'''

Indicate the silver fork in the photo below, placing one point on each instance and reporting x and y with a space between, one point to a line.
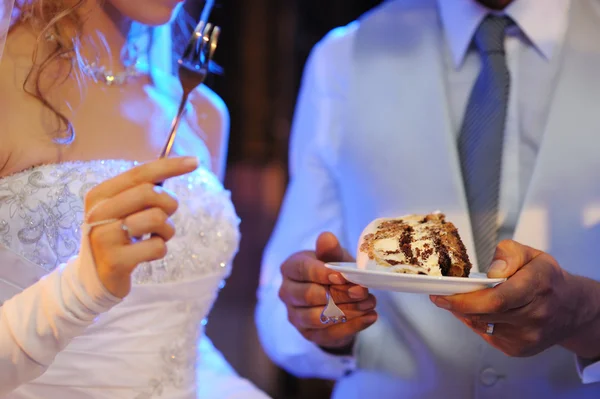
332 314
193 69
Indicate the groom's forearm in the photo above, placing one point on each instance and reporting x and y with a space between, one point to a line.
585 341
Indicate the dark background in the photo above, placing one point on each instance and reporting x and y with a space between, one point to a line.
263 48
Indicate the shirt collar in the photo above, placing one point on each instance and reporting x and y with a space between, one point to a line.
544 23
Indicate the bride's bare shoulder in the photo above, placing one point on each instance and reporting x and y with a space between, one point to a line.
208 118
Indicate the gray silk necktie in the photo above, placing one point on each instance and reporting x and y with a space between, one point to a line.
481 137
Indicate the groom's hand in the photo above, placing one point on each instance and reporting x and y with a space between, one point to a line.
305 277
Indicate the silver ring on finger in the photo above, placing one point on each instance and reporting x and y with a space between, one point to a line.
331 313
127 231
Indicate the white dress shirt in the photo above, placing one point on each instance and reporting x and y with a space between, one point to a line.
530 45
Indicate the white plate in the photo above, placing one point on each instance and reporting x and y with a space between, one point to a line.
413 283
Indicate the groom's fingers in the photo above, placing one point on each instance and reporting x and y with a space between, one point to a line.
340 334
310 318
309 294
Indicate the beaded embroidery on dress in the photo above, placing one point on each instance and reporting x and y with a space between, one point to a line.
148 345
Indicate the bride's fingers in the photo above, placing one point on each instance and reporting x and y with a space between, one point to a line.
133 200
151 172
150 221
123 260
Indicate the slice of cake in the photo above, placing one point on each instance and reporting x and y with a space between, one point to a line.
414 244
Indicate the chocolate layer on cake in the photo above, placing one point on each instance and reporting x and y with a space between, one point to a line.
415 244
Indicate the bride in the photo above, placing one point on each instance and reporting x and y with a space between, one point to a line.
89 310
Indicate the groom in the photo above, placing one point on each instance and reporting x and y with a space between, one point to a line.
488 111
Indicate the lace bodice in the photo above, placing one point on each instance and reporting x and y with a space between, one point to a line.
146 346
41 211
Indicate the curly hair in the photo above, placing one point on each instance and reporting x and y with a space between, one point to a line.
61 20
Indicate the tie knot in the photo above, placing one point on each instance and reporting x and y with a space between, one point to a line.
489 37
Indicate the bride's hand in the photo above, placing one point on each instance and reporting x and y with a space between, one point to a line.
133 206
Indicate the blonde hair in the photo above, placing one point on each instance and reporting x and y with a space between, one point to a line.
60 20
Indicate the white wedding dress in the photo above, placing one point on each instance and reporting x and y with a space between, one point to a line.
75 339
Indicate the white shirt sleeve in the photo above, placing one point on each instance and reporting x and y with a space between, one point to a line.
311 206
39 322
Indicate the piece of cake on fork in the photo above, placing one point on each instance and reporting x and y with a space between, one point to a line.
414 244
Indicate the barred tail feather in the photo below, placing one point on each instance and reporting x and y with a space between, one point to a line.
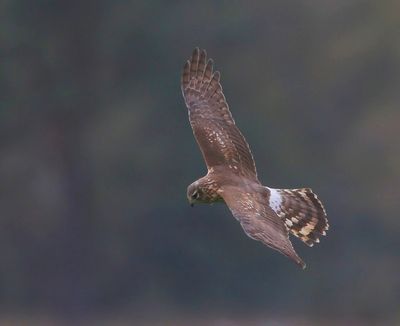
302 212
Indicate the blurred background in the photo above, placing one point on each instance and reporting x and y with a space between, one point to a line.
96 153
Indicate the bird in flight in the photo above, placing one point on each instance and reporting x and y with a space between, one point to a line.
266 214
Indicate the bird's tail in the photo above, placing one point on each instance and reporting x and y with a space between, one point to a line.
302 212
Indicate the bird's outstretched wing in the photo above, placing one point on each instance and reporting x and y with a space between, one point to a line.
220 141
258 220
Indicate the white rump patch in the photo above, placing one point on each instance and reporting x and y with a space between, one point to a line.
275 200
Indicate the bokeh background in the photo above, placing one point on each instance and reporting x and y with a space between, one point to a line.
96 153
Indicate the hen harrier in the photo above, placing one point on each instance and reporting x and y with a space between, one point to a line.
266 214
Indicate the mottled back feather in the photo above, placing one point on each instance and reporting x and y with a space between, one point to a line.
220 141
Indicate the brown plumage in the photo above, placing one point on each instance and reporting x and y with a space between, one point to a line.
266 214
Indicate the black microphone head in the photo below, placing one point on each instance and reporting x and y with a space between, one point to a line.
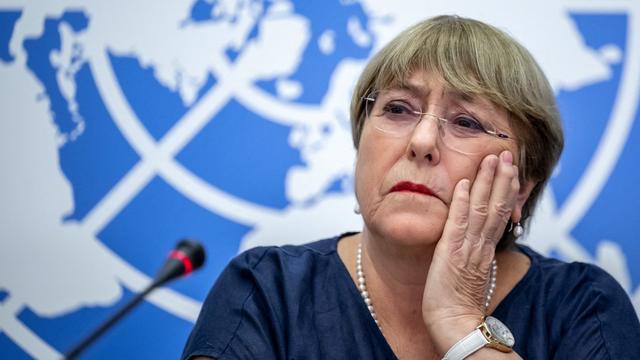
194 251
187 256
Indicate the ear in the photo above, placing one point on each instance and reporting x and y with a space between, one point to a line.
523 195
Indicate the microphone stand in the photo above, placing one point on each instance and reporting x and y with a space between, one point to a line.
80 347
188 256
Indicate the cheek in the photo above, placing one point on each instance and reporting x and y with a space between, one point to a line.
375 158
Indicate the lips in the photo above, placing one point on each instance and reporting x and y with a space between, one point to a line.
412 187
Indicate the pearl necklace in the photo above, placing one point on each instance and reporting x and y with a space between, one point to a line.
362 285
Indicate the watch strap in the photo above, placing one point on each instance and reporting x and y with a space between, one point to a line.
466 346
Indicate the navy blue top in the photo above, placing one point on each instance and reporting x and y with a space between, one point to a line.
299 302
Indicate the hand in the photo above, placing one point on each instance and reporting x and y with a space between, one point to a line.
453 300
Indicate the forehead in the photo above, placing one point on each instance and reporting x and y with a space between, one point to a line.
430 85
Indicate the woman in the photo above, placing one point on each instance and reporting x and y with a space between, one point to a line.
457 132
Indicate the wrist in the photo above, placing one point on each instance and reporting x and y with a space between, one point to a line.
445 334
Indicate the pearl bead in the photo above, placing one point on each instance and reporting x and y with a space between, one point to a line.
362 285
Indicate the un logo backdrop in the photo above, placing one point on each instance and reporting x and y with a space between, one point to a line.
127 125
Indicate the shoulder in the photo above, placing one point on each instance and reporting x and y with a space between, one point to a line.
256 298
286 255
574 278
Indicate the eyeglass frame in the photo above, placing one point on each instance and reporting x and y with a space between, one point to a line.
369 99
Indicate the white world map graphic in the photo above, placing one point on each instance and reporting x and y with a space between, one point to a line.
54 265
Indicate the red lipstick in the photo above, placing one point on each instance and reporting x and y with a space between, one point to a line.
412 187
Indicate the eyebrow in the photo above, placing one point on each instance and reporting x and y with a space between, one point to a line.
423 92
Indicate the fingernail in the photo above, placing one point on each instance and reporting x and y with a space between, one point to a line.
465 184
507 157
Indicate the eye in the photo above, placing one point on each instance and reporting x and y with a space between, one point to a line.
467 124
397 108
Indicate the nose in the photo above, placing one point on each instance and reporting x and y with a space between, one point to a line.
423 143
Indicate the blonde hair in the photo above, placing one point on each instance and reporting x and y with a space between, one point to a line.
479 60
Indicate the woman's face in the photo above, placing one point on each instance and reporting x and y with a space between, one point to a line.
404 184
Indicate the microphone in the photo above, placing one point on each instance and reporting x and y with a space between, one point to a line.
187 257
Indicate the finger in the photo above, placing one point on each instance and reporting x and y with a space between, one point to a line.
503 197
479 198
456 225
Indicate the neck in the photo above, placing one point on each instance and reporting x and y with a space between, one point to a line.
396 274
398 265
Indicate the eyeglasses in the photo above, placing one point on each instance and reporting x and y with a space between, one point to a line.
396 113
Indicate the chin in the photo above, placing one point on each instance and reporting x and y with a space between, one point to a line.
408 229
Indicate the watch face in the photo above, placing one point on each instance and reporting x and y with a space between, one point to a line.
500 331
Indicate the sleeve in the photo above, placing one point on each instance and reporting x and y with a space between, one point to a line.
602 321
235 321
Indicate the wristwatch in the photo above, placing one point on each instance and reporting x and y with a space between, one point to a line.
491 333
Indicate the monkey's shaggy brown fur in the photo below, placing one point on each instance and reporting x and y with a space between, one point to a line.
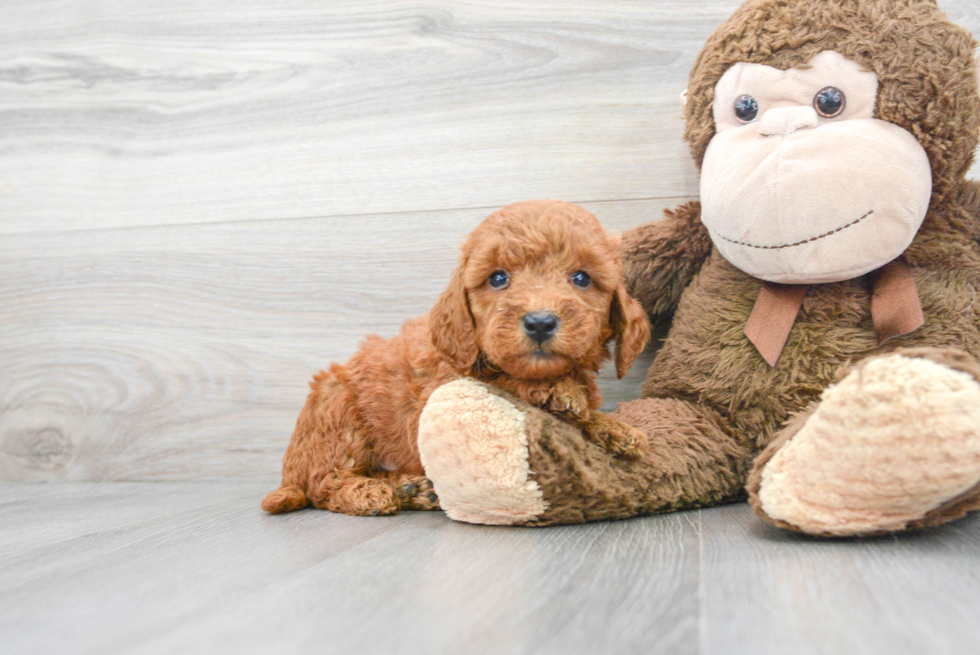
355 448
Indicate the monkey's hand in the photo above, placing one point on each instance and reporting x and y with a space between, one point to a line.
621 439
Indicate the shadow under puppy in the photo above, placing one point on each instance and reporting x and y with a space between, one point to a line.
531 309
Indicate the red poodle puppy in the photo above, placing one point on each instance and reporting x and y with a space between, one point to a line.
531 309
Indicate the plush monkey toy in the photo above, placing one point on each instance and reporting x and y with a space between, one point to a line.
823 297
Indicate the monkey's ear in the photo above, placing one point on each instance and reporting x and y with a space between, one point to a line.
451 326
631 329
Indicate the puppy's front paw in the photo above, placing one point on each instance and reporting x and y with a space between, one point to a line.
568 399
417 493
621 439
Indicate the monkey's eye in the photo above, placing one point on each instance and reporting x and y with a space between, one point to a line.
581 279
829 102
746 108
498 279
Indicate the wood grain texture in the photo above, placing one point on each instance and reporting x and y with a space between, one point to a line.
203 203
184 352
765 591
196 567
118 113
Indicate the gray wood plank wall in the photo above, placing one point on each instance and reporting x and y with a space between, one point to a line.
202 203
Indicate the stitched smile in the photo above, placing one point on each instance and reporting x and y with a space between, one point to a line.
798 243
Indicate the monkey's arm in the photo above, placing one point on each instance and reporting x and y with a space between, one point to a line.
661 258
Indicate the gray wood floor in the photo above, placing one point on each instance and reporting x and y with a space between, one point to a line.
198 568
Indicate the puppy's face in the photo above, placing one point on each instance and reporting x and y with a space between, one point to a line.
540 284
540 304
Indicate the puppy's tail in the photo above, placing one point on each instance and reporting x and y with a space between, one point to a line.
285 499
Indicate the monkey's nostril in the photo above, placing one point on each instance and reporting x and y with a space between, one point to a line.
540 326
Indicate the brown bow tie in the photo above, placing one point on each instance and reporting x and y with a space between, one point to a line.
895 309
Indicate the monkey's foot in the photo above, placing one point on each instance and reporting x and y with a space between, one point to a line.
473 444
894 445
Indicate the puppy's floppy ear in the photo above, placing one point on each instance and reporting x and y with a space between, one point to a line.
631 328
451 325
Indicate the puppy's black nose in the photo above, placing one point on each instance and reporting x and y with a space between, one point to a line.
540 326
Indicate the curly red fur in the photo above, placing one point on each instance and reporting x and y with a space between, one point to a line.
354 448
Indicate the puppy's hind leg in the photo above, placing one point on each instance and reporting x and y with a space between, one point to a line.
328 454
285 499
413 491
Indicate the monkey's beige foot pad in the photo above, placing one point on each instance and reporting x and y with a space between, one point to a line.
474 448
894 445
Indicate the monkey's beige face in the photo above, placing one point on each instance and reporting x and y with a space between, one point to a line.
801 184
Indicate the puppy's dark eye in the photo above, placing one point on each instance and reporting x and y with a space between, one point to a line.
498 279
746 108
581 279
829 102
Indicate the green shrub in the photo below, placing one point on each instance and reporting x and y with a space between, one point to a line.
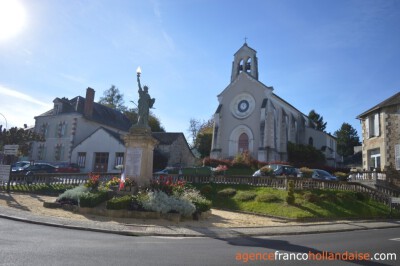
310 197
290 199
119 203
306 172
268 198
227 192
91 200
206 190
267 171
246 196
346 196
202 204
73 194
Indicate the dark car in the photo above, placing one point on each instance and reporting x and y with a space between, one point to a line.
19 165
67 168
323 175
37 168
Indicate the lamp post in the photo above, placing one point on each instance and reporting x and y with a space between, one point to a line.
4 119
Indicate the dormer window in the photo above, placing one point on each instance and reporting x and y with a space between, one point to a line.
56 108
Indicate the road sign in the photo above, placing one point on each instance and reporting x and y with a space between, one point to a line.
11 149
4 172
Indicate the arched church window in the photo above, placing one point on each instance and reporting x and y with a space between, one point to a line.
243 142
241 68
248 65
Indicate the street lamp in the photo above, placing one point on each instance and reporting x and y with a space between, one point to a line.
6 118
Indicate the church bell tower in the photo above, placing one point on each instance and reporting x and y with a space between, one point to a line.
245 60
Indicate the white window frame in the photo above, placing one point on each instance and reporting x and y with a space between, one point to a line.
397 156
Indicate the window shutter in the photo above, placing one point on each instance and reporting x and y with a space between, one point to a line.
376 125
367 127
397 156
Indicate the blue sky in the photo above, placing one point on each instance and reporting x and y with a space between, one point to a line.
339 58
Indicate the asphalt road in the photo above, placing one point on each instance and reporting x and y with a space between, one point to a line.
30 244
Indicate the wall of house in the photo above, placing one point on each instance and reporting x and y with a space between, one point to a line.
178 152
375 142
100 141
55 137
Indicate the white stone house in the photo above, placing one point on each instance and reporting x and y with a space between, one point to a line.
251 117
381 135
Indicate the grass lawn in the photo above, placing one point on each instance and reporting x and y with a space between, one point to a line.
308 203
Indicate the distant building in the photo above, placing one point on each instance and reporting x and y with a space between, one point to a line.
251 117
90 134
381 134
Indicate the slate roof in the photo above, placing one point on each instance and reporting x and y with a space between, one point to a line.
101 114
393 100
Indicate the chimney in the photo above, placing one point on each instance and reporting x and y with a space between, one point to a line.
88 110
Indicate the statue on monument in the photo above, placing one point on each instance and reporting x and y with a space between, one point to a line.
144 104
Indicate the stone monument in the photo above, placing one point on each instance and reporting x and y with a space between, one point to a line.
139 143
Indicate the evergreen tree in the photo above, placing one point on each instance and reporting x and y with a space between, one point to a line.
347 138
19 136
318 120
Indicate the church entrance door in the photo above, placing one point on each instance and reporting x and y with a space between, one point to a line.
243 143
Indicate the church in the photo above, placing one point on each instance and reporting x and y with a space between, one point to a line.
251 117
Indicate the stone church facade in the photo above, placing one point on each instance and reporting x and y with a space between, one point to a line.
251 117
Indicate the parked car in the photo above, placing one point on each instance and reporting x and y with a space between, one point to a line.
37 168
323 175
67 168
19 165
281 170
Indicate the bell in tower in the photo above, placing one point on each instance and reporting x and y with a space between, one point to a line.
245 60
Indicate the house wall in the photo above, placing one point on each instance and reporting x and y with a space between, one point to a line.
375 142
178 152
100 141
392 131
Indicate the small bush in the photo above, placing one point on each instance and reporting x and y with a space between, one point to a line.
206 190
362 196
121 203
246 196
227 192
268 198
73 194
202 205
290 199
341 176
310 197
306 172
91 200
346 196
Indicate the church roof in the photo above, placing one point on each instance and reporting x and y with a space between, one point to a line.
245 47
393 100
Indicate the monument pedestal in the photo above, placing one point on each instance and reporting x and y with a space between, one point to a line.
139 155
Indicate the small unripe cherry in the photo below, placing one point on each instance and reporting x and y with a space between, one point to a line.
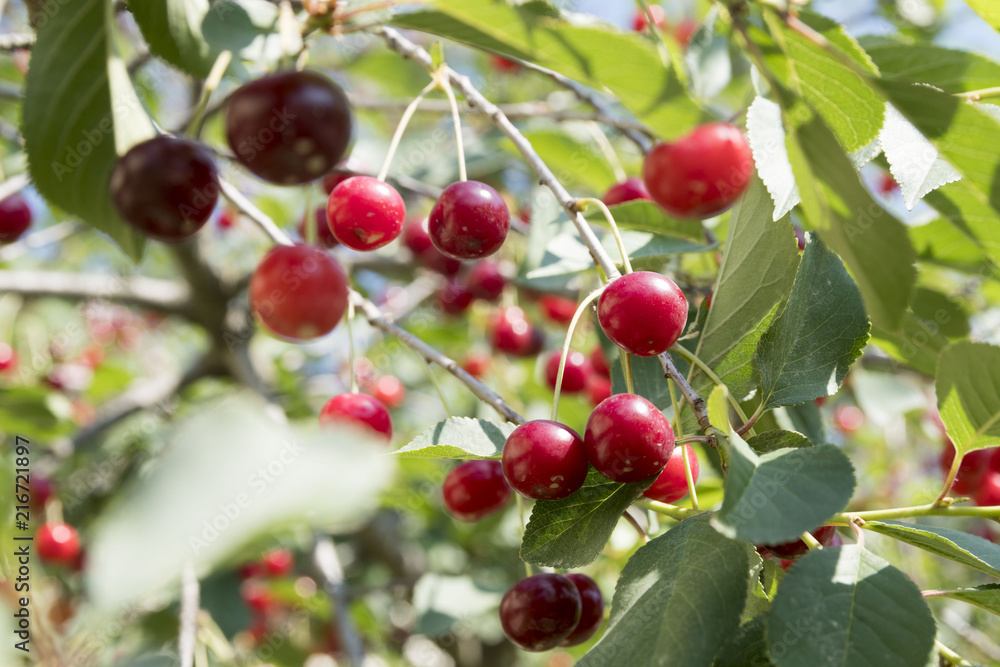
644 313
544 460
475 489
671 484
628 439
360 410
575 373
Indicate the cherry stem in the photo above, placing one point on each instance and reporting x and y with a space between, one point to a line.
211 83
565 351
403 122
459 144
614 227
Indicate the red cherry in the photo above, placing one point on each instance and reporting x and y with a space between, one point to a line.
15 218
796 548
514 334
539 612
639 21
299 292
630 189
324 235
628 439
598 388
455 298
365 213
278 562
599 362
974 467
8 358
486 281
469 221
592 609
702 174
390 391
475 489
574 375
57 543
544 460
558 309
357 409
165 187
848 418
671 485
644 313
290 127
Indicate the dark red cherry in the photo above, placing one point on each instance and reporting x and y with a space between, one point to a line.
628 439
539 612
630 189
455 298
789 550
298 292
57 543
357 409
644 313
558 309
514 334
544 460
365 213
324 235
165 187
575 373
469 221
290 127
15 218
475 489
671 484
591 612
702 174
486 281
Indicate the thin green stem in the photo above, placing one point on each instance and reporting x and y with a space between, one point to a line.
565 351
403 122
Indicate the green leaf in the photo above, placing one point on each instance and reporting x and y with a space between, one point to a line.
809 347
873 244
968 394
229 475
986 597
770 441
846 606
758 268
592 55
841 96
68 124
775 497
677 600
572 532
766 135
459 438
970 550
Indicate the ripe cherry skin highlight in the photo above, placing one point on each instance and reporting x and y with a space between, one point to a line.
643 313
165 187
539 612
360 409
469 221
475 489
364 213
671 484
628 439
702 174
289 128
544 460
298 292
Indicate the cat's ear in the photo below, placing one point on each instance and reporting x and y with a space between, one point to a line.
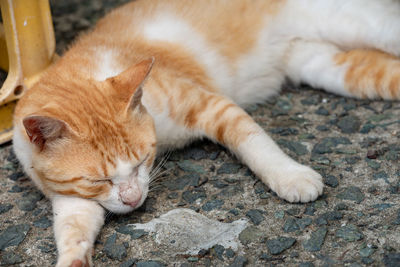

'''

Find every line in the data above that contains the word "bird" and copy each of those lines in full.

# ANSWER TO THIS PROBLEM
Indicate the bird in flight in the photo above, placing one point on each instance and reporting x and y with a space between, one point to a line.
Indicate the bird's tail in the photo above, placing one point on each instance and reporting x and y with a space between, one point to a line.
Indicate the bird's outstretched wing in the photo above, placing one point on each instance and reporting x and y with a space between, one point to a line.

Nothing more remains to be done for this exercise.